__Input material__.
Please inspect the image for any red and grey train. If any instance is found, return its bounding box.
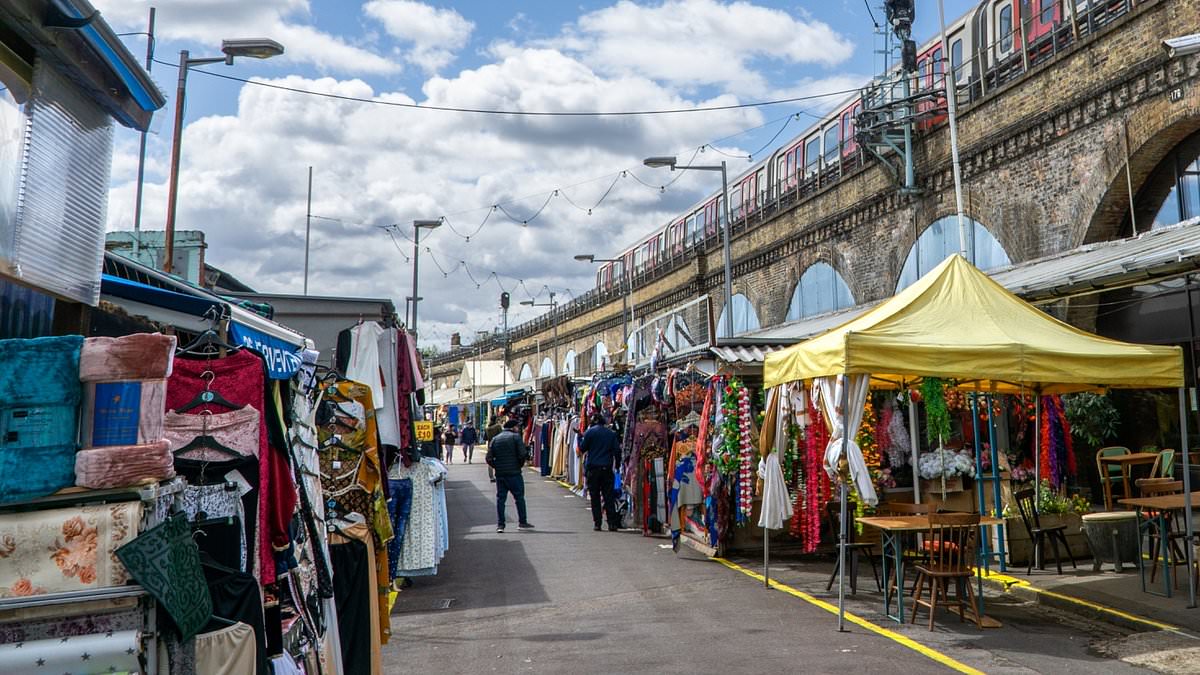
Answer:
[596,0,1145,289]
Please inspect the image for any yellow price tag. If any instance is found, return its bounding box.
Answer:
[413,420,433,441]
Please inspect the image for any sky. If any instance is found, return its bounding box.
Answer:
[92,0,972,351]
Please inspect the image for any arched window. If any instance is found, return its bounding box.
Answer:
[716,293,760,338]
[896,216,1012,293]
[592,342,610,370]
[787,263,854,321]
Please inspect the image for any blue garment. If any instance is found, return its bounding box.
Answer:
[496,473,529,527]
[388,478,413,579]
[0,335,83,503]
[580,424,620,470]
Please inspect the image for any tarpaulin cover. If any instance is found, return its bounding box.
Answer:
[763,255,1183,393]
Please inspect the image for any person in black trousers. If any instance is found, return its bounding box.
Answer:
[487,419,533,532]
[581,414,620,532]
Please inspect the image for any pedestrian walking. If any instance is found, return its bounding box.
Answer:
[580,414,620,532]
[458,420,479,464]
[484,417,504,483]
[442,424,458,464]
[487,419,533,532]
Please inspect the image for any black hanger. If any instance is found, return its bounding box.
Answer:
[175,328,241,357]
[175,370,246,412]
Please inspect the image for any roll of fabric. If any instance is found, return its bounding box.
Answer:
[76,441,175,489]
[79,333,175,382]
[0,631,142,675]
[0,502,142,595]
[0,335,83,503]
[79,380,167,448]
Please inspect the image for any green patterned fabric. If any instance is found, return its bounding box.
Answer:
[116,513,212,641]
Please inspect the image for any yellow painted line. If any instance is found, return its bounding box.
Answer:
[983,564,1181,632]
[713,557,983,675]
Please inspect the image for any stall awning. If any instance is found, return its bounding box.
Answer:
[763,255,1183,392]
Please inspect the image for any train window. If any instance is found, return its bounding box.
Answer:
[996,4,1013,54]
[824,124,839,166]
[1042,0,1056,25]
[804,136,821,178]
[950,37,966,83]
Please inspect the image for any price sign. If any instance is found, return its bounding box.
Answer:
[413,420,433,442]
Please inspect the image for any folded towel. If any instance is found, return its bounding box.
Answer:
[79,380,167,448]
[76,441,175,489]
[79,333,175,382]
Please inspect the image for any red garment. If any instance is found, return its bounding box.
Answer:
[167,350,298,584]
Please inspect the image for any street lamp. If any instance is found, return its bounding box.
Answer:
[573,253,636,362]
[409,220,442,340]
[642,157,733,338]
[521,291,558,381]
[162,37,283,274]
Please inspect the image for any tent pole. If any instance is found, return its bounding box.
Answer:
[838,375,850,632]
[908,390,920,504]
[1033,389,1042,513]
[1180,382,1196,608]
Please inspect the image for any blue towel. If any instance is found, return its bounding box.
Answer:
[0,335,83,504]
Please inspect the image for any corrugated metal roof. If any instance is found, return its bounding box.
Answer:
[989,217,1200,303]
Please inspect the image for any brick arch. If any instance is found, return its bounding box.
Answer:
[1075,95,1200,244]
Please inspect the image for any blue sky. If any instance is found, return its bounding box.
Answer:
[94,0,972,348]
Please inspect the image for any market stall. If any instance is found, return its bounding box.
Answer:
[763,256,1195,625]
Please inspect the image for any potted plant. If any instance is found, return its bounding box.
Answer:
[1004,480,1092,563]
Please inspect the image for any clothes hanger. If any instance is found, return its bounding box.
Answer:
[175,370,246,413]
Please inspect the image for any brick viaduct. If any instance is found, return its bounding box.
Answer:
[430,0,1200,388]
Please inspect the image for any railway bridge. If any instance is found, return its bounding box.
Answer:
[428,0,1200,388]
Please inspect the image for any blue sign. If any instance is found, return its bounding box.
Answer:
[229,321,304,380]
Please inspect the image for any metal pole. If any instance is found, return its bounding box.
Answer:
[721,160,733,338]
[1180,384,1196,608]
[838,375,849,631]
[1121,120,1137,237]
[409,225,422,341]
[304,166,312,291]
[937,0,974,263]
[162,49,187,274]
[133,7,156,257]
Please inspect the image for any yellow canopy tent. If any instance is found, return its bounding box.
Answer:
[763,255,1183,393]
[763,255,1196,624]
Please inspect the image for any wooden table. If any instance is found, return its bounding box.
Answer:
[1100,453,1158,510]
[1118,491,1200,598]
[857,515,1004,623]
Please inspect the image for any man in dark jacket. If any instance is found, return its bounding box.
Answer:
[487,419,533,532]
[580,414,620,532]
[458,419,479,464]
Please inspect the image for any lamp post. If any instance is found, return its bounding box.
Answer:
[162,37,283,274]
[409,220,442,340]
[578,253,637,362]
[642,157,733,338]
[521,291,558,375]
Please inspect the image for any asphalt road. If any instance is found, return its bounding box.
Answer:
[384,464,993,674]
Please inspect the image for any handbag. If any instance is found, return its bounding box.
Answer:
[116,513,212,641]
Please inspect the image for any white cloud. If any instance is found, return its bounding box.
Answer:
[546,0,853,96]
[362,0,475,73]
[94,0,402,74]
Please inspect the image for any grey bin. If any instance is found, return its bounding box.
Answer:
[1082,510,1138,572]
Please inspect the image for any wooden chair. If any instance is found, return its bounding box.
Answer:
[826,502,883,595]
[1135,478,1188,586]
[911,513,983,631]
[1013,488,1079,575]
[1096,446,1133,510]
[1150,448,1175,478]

__Given instruction__. Copy all of the entries above word for word, leaving out the pictures.

__Written answer__.
Please inspect the image for any red and grey train. If any instance is found, return its bounding box.
Answer:
[596,0,1145,289]
Please inspect the image for any yellow price tag. If any instance is found, return its bounding box.
Answer:
[413,420,433,441]
Please inspect the image for any sky. If any instance is found, return its bounding box.
Answer:
[92,0,972,351]
Please inspect the image for any arched window. If any instance is found, return its bounding box.
Answer:
[716,293,760,338]
[896,216,1012,293]
[592,342,610,370]
[787,263,854,321]
Please inspect the image for any blue garment. If any instance is found, return its bounding box.
Answer:
[496,473,529,527]
[388,478,413,579]
[0,335,83,503]
[580,424,620,470]
Please inspect the image for any tarpaulin cover. If any instance is found, return its bounding box.
Answer:
[763,255,1183,393]
Please inspect the image for any person in black trousers. If any instance is found, return its bounding box.
Answer:
[487,419,533,532]
[581,414,620,532]
Please inspect the image for any pedestrian walking. If any instance is found, return its bounding box.
Answer:
[580,414,620,532]
[458,420,479,464]
[484,417,504,483]
[442,424,458,464]
[487,419,533,532]
Please inspect the image for any black hanger. If any instance is found, return its bounding box.
Answer:
[175,328,241,357]
[175,370,246,412]
Please inspect the image for any roll of fabric. If any instance is found, return its bounding box.
Answer:
[76,441,175,489]
[79,333,175,382]
[0,631,142,675]
[0,502,142,595]
[0,335,83,503]
[79,380,167,448]
Please inspect the image for any green patterned fabric. If any instance is found, return its bounding box.
Answer:
[116,513,212,641]
Please inspect the image for any yellow painted line. If any instance is found, return its bounding box.
Answer:
[983,564,1181,632]
[713,557,983,675]
Please inspect the image for any stall awning. If any instance is found, return its bounding box.
Answer:
[763,255,1183,392]
Please inspect the image for any train window. If any instance is found, return its bounding box.
Answer:
[996,4,1013,54]
[824,124,839,166]
[1042,0,1056,25]
[804,136,821,178]
[950,37,966,83]
Please inspect the image for any price sign. If any instance is found, return its bounding box.
Answer:
[413,420,433,442]
Please inspect the image for any folded towel. If any instance is found, return its bounding box.
Answer:
[79,380,167,448]
[76,441,175,489]
[79,333,175,382]
Please inspect the image for any red garment. If any instance is found, return its bounding box.
Answer:
[167,350,298,584]
Please inspect the image for any street lamp. If any instance is found, return its bounding box.
Answer:
[573,253,636,362]
[409,220,442,340]
[642,157,733,338]
[521,291,558,381]
[162,37,283,274]
Please inspect the image for any tent pole. If any instance is found, return its bounding box.
Answer:
[838,375,850,632]
[908,390,920,504]
[1033,389,1042,513]
[1180,382,1196,608]
Please inspect the image for any blue towel. If any instance is found, return its bounding box.
Answer:
[0,335,83,504]
Please inspect the image for any corrugated metal roof. If any instance is found, return its bounding box.
Answer:
[989,217,1200,303]
Please inspect the image for any brick arch. If any instance is found, return its bounding box.
Answer:
[1075,95,1200,244]
Please inspect the image for any blue sky. If any instance is found, return its bounding box.
Answer:
[94,0,972,348]
Please inspect the image for any market stall. If any instance is found, return its bounding box.
Answer:
[763,256,1195,625]
Please inspect the image for any potted plant. If any instance is found, return its bounding box.
Answer:
[1004,480,1092,563]
Please inspect the image for any clothes hanger. If any instance is found, return its bounding box.
Answer:
[175,370,246,413]
Please inspect the image for any brick viaduct. If any instance is found, return its bounding box.
Answer:
[430,0,1200,388]
Please inspect the image for any railway bridge. If any instance is found, return its bounding box.
Answer:
[428,0,1200,388]
Please inspect the image for any blue sign. If any instance is found, return its bounding box.
Answer:
[229,321,304,380]
Please inspect the image for any metal pole. If any instance is found, return its bounding box.
Answer:
[721,160,733,338]
[1180,384,1196,608]
[838,375,849,631]
[1121,120,1137,237]
[409,225,422,341]
[304,166,312,291]
[937,0,974,263]
[162,49,187,274]
[133,7,156,257]
Please inspect the image for any yellow canopy tent. If any instance is found, return its bounding box.
Answer:
[763,255,1183,393]
[763,255,1196,624]
Please inspect the image for any wooden table. If any instance is found, return its bounding box.
Answer:
[1100,453,1158,510]
[1118,491,1200,598]
[857,515,1004,623]
Please inspect the image for any man in dark jacket. If any instance is found, return its bounding box.
Answer:
[487,419,533,532]
[580,414,620,532]
[458,419,479,464]
Please inspect the image for any lamp post. If any instance is found, return its bounding box.
Answer:
[162,37,283,274]
[409,220,442,340]
[578,253,637,362]
[642,157,733,338]
[521,291,558,375]
Please inspect the image for any asphalt road. If any instance is found, return its bounding box.
Answer:
[384,464,993,674]
Please inspect the image for any handbag. If any instance is found, return its bounding box.
Answer:
[116,513,212,641]
Please inspect the image for any white cloud. If any instance is found, return its bounding box.
Answer:
[546,0,853,96]
[362,0,475,73]
[94,0,402,74]
Please inspect the image for any grey bin. If any instance is found, return its bounding box.
Answer:
[1082,510,1138,572]
Please inspect the image for any wooden chair. If any instance is found, return its bounding box.
Answer:
[826,502,883,595]
[1135,478,1188,586]
[911,513,983,631]
[1013,488,1079,575]
[1096,446,1133,510]
[1150,448,1175,478]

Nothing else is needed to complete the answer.